Pointing material
## begin
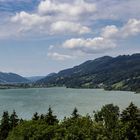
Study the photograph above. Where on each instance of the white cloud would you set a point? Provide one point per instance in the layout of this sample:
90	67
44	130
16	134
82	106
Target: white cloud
66	26
58	56
109	31
108	39
75	8
59	18
131	28
90	45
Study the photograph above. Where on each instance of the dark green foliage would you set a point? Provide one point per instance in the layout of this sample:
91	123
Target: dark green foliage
130	118
14	120
75	113
119	73
35	117
107	124
50	118
5	126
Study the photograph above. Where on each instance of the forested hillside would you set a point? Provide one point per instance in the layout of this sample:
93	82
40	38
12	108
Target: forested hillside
117	73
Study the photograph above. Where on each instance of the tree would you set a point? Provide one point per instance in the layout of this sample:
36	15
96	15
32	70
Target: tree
50	118
13	120
130	118
109	116
75	113
5	126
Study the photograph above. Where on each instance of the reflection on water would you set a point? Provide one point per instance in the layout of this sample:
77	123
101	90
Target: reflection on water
62	100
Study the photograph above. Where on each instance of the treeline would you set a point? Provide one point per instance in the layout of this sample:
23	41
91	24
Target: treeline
118	73
107	124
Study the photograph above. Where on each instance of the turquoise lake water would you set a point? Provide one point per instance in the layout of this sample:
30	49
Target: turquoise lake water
62	100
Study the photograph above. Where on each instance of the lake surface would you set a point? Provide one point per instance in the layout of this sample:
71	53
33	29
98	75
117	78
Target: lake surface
62	100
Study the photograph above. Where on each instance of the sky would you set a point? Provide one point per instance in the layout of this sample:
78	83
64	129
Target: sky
38	37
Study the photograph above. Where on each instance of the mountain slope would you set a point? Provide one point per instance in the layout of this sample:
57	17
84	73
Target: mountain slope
119	73
7	78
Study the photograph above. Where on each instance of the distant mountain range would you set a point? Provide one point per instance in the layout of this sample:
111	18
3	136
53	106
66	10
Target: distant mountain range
117	73
11	78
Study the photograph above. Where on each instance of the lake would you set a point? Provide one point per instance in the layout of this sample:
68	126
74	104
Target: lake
62	100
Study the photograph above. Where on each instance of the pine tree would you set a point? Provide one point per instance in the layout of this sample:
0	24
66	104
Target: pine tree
75	113
5	126
35	117
130	118
14	120
50	118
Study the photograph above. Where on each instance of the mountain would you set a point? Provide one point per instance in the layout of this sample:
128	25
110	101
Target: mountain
111	73
34	78
11	78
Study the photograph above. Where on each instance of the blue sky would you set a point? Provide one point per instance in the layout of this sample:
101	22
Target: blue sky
38	37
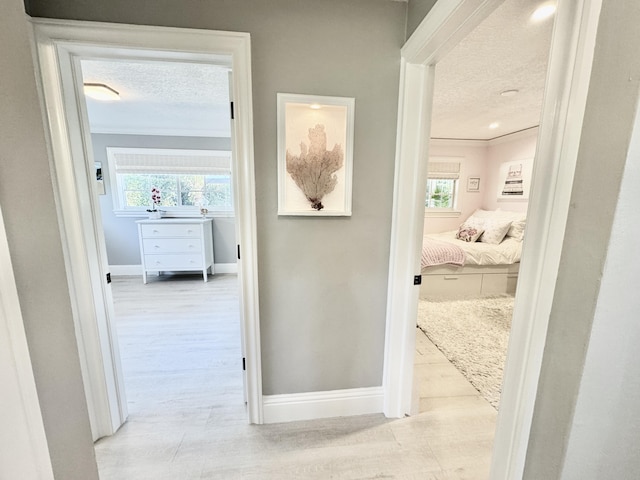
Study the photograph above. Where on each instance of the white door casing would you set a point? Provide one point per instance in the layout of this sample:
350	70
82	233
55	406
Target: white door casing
59	46
559	135
23	443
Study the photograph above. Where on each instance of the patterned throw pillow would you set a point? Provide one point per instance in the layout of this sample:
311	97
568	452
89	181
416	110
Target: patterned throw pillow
495	230
469	233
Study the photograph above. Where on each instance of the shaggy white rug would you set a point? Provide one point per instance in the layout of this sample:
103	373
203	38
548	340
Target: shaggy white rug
473	334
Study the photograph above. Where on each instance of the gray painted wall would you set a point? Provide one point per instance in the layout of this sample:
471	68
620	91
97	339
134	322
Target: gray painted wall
586	418
26	196
323	281
416	11
121	233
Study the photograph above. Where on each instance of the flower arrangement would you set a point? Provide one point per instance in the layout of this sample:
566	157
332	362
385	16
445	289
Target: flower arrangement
156	198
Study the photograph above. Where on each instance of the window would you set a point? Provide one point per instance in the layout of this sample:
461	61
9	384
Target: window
442	187
188	180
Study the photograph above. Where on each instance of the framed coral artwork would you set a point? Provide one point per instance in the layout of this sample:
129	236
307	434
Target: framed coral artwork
315	155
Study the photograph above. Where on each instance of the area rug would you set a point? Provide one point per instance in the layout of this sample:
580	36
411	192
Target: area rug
473	335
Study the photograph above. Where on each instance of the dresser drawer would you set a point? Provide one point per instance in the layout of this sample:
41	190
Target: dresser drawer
170	230
173	262
450	286
171	245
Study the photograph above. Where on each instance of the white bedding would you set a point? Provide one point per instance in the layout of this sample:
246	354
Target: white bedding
478	253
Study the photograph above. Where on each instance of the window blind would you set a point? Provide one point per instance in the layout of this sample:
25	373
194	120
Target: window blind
444	170
178	163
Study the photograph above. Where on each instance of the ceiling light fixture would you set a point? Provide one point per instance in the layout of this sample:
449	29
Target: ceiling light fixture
100	91
543	11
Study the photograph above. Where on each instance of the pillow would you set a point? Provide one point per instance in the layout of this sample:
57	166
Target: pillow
518	219
469	233
495	229
517	229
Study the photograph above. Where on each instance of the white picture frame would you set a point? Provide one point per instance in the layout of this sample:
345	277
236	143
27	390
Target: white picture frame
473	184
514	181
309	123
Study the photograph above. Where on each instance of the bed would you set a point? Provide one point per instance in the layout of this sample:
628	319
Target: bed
464	264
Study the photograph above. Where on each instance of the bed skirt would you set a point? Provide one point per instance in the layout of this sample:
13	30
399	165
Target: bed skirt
453	282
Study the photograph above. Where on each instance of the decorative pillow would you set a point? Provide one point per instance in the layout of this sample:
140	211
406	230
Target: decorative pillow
469	233
517	229
495	230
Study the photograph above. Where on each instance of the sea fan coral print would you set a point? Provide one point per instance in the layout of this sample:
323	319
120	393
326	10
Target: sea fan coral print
314	169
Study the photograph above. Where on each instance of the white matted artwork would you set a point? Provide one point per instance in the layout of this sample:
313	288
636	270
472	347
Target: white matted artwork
315	155
515	180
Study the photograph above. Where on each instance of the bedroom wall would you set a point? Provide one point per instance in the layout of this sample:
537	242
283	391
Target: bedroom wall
518	146
33	235
322	281
121	233
473	165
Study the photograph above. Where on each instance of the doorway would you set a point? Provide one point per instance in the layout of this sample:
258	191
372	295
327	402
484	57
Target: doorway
60	48
165	128
567	82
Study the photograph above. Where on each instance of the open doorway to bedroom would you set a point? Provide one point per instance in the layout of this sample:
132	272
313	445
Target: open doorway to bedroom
487	104
160	135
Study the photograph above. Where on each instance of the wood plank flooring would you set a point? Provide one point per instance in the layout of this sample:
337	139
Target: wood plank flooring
179	341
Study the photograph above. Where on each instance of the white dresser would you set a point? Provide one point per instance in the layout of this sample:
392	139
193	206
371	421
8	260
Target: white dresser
175	244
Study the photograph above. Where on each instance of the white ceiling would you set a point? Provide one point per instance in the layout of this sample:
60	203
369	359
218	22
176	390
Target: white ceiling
507	51
159	98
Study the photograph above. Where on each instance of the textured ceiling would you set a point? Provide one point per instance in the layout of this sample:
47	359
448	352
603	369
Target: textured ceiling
507	51
159	98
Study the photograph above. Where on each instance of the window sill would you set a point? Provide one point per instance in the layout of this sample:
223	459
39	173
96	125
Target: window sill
167	214
442	213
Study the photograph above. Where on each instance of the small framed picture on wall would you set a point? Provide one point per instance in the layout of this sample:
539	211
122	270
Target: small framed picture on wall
473	184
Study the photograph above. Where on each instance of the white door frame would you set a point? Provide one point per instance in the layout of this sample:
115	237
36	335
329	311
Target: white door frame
24	452
559	136
59	47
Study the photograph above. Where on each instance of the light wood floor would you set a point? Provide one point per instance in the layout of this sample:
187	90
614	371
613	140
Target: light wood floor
179	341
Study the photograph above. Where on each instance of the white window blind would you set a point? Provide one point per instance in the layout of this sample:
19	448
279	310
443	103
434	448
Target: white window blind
444	170
179	162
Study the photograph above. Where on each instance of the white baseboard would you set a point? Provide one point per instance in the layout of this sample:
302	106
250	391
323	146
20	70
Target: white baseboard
225	267
136	270
312	405
125	270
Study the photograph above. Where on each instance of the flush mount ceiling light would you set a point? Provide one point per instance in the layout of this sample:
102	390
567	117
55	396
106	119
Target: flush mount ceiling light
509	93
543	11
100	91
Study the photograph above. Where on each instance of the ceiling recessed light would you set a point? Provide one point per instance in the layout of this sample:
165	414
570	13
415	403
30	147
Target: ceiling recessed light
100	91
543	11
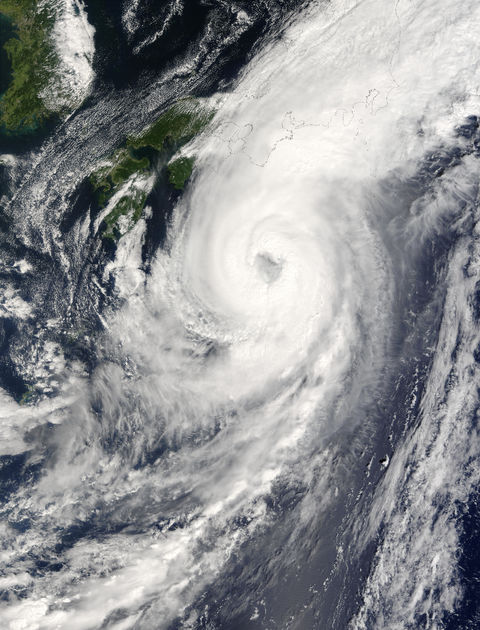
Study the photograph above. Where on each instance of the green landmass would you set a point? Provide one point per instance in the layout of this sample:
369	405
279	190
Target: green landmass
176	126
33	59
179	172
129	206
143	154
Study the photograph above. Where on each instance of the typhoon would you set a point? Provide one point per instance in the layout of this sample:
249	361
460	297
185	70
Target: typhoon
240	315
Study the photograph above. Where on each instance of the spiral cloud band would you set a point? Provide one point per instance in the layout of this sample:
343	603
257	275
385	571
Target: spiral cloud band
251	362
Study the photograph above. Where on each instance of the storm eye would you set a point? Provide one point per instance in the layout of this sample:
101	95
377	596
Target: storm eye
268	267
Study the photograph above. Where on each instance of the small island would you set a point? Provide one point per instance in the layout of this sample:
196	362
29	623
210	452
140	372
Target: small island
124	182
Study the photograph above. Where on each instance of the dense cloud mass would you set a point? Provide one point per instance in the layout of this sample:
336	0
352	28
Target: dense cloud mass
272	418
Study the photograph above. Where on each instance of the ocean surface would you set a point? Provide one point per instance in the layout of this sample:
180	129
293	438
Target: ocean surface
258	409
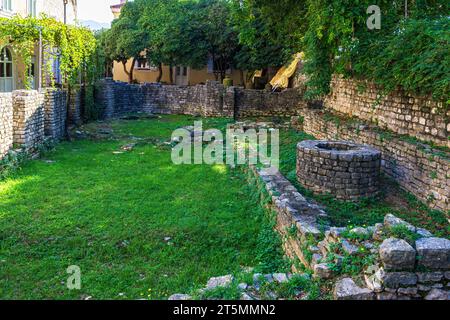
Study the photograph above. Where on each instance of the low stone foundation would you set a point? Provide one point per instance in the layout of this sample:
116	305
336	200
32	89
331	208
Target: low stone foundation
6	123
55	113
417	167
209	100
346	170
396	259
28	118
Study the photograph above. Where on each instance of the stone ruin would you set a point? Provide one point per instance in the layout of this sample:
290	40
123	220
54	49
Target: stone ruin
347	170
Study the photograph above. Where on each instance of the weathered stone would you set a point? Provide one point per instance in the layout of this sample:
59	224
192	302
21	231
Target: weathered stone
361	232
424	233
428	277
391	221
180	297
316	259
258	278
423	288
386	296
374	283
408	291
397	254
434	253
346	289
280	277
219	282
323	271
395	280
315	172
378	233
348	247
437	294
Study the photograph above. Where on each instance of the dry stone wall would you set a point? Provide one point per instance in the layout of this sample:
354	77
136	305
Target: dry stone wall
55	113
209	100
404	114
418	168
6	123
416	266
28	118
75	105
259	103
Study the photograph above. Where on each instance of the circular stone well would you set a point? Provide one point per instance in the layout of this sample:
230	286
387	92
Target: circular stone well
344	169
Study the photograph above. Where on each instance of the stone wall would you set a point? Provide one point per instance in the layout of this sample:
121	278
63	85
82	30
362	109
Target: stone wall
405	114
6	123
55	113
75	105
416	266
210	100
421	170
28	118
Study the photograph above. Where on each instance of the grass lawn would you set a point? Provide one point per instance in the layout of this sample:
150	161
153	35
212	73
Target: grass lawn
111	213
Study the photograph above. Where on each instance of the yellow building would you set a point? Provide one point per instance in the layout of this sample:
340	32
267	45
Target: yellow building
145	73
12	68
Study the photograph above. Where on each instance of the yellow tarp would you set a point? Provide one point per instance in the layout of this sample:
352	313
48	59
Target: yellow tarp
281	79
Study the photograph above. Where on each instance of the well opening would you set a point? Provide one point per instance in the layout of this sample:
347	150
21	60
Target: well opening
344	169
336	146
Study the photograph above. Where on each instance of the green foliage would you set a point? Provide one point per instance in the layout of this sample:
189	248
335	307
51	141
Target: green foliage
11	163
75	45
402	232
367	211
268	251
414	56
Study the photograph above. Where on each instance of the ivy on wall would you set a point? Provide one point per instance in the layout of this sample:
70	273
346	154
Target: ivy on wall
74	45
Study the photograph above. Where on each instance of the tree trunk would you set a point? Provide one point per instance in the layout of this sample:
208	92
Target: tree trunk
67	122
160	73
130	79
171	75
241	75
129	73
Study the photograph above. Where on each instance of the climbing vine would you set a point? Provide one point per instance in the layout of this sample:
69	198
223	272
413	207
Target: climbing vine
74	46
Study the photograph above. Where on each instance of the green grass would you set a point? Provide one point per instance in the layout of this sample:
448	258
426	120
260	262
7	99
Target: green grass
109	214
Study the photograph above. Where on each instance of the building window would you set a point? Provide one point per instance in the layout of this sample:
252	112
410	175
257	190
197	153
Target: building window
31	8
143	64
211	66
32	73
6	71
7	5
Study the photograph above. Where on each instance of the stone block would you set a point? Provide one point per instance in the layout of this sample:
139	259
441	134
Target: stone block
397	254
346	289
434	253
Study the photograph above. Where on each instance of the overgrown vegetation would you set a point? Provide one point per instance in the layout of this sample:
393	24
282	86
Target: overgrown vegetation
410	50
75	46
368	211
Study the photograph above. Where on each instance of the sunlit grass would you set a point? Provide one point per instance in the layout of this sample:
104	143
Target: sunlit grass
111	213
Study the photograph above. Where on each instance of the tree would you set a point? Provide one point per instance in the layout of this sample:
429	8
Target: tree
219	40
126	39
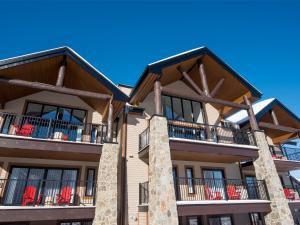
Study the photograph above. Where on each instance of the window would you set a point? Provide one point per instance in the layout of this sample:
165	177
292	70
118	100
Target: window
90	183
214	183
48	183
256	219
220	220
175	108
46	111
190	179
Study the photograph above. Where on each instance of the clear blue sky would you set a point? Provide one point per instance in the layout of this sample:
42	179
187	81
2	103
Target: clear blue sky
260	39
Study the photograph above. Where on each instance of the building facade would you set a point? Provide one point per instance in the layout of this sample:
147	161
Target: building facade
184	146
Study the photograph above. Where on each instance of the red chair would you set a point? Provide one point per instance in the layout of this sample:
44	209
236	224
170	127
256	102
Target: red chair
232	193
64	197
212	195
25	130
289	194
29	195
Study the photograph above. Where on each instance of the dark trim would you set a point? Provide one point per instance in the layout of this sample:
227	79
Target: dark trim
65	51
158	66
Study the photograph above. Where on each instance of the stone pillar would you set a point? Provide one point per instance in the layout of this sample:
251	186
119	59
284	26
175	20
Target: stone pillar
162	201
107	205
265	169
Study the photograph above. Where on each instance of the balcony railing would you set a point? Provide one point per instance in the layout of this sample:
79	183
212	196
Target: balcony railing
291	193
144	139
285	153
36	127
35	192
210	133
200	189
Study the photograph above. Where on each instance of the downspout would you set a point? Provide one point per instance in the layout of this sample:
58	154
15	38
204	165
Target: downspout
123	166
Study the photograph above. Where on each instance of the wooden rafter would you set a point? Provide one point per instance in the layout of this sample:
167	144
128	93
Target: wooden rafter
53	88
190	81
## end
=== AIM OF THE EXERCISE ===
Reproduce the material above verbatim, from the line containing "Study the photograph above. Where on each instance of the wooden" through the final line of the material, including both.

=== RESPONSE FOR THIS EXERCISE ===
Study the photograph above. Where on each instance of the wooden rafter would you set a point? Provide one point per instance in the layout of this sample:
167	144
128	93
Target: wooden rafter
53	88
190	81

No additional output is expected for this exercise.